There are two sheets: ‘Session1’, and ‘Session2, in the example xlsx file (example_sheets2.xlsx). In this file, each sheet has data from two experimental sessions.
We are now learning how to read multiple sheets using readxl. More specifically, we are going to read the sheets ‘Session1’ and ‘Session2’. First, we are going to use the function excel_sheets to print the sheet names:
xlsx_data <- "SimData/example_sheets.xlsx"
excel_sheets(path = xlsx_data)
Code language: R (r)
Now if we want to read all the existing sheets in an Excel document we create a variable, called sheet_names.
After we have created this variable we use the lapply function and loop through the list of sheets, use the read_excel function, and end up with the list of dataframes (excel_sheets):
sheet_names <- excel_sheets(path = xlsx_data)
excel_sheets <- lapply(sheet_names , function(x) read_excel(path = xlsx_data, sheet = x))
str(excel_sheets)
Code language: R (r)
When working with Pandas read_excel w may want to join the data from all sheets (in this case sessions). Merging Pandas dataframes are quite easy. We just use the concat function and loop over the keys (i.e., sheets):
df <- do.call("rbind", excel_sheets)
head(df)
Code language: R (r)
Again, there might be other tasks that we need to carry out. For instance, we can also create dummy variables in R.
Reading Many Excel Files in R
In this section of the R read excel tutorial, we will learn how to load many files into an R dataframe.
For example, in some cases, we may have a bunch of Excel files containing data from different experiments or experimental sessions. In the next example, we are going to work with read_excel, again, together with the lapply function.
However, this time we have a character vector with the file names and then use the paste0 function to paste the subfolder where the files are.

::::::

- [Set problem 1]:
Please copy the stretch of the passage on reading Excel sheets in R from "There are two" through "sheet = x))", word for word.
The listing that follows has no connection to the passage on reading Excel sheets in R.

::::::

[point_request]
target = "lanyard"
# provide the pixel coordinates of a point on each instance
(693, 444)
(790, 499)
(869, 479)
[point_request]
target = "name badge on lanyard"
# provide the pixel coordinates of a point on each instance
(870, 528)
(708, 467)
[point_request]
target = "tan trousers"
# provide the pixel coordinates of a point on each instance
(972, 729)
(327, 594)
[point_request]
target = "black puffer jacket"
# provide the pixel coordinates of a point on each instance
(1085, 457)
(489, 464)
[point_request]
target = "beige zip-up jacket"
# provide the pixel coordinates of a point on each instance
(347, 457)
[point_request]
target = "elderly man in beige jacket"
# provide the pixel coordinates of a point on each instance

::::::

- [Set problem 2]:
Identify each line in the listing that holds the string "target", and copy those lines out.

- [Task response 1]:
There are two sheets: ‘Session1’, and ‘Session2, in the example xlsx file (example_sheets2.xlsx). In this file, each sheet has data from two experimental sessions.
We are now learning how to read multiple sheets using readxl. More specifically, we are going to read the sheets ‘Session1’ and ‘Session2’. First, we are going to use the function excel_sheets to print the sheet names:
xlsx_data <- "SimData/example_sheets.xlsx"
excel_sheets(path = xlsx_data)
Code language: R (r)
Now if we want to read all the existing sheets in an Excel document we create a variable, called sheet_names.
After we have created this variable we use the lapply function and loop through the list of sheets, use the read_excel function, and end up with the list of dataframes (excel_sheets):
sheet_names <- excel_sheets(path = xlsx_data)
excel_sheets <- lapply(sheet_names , function(x) read_excel(path = xlsx_data, sheet = x))

- [Task response 2]:
target = "lanyard"
target = "name badge on lanyard"
target = "tan trousers"
target = "black puffer jacket"
target = "beige zip-up jacket"
target = "elderly man in beige jacket"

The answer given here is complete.